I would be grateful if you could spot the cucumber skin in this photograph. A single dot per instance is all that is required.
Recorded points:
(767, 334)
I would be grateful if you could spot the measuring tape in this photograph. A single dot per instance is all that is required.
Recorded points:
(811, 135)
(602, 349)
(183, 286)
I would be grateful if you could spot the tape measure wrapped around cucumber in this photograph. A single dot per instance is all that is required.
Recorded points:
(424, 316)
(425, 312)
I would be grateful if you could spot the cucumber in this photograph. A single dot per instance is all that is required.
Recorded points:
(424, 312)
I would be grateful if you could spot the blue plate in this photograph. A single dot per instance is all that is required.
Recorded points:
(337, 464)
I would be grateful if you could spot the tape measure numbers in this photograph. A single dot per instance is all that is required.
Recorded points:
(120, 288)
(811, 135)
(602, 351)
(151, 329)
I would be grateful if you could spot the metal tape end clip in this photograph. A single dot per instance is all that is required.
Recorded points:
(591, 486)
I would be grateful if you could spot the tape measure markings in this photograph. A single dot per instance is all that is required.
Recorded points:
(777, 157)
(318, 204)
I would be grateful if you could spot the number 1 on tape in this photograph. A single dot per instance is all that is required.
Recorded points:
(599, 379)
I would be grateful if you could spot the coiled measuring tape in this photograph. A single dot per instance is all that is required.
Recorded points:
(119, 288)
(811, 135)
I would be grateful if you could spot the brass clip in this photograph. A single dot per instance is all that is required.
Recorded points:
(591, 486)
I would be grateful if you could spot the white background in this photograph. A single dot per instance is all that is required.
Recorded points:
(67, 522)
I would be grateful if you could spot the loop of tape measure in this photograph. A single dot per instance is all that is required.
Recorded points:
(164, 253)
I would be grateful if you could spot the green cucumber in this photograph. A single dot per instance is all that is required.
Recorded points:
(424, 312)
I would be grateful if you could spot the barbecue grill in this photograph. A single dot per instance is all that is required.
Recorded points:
________________________________________
> **GOAL**
Could you render the lines from the one containing "I would be grateful if you could spot the blue" up to and including the final line above as a Markdown table with two columns, Row and Line, numbering each row and leaving out any blank lines?

> **SOLVED PROBLEM**
| Row | Line |
|---|---|
| 1 | I would be grateful if you could spot the blue plate in this photograph. A single dot per instance is all that is required. |
| 2 | Recorded points: |
| 3 | (337, 464) |
| 4 | I would be grateful if you could spot the tape measure numbers in this photograph. A single dot per instance is all that is required. |
| 5 | Recorded points: |
| 6 | (120, 288) |
| 7 | (811, 135) |
| 8 | (602, 351) |
| 9 | (151, 329) |
| 10 | I would be grateful if you could spot the metal tape end clip in this photograph. A single dot per instance is all that is required. |
| 11 | Recorded points: |
| 12 | (591, 486) |
| 13 | I would be grateful if you could spot the tape measure markings in this photograph. A single dot per instance is all that is required. |
| 14 | Recorded points: |
| 15 | (777, 157) |
| 16 | (318, 204) |
| 17 | I would be grateful if you could spot the number 1 on tape in this photograph. A single dot per instance is all that is required. |
| 18 | Recorded points: |
| 19 | (599, 379) |
| 20 | I would be grateful if you could spot the coiled measuring tape in this photograph. A single dot per instance is all that is required. |
| 21 | Recorded points: |
| 22 | (119, 288) |
| 23 | (811, 135) |
| 24 | I would be grateful if you could spot the brass clip in this photograph. A single dot per instance is all that is required. |
| 25 | Recorded points: |
| 26 | (591, 486) |
| 27 | I would be grateful if you could spot the white background in this photograph. A single dot per instance is all that is required. |
| 28 | Recorded points: |
| 29 | (67, 522) |
| 30 | I would be grateful if you could spot the loop of tape measure in this photograph. A single dot per instance is all that is required. |
| 31 | Recorded points: |
| 32 | (164, 253) |
| 33 | I would be grateful if you could spot the green cucumber in this photograph. A single dot per instance is all that is required. |
| 34 | Recorded points: |
| 35 | (424, 312) |
| 36 | I would be grateful if you could spot the barbecue grill in this photograph. A single dot per instance is all that is required. |
| 37 | Recorded points: |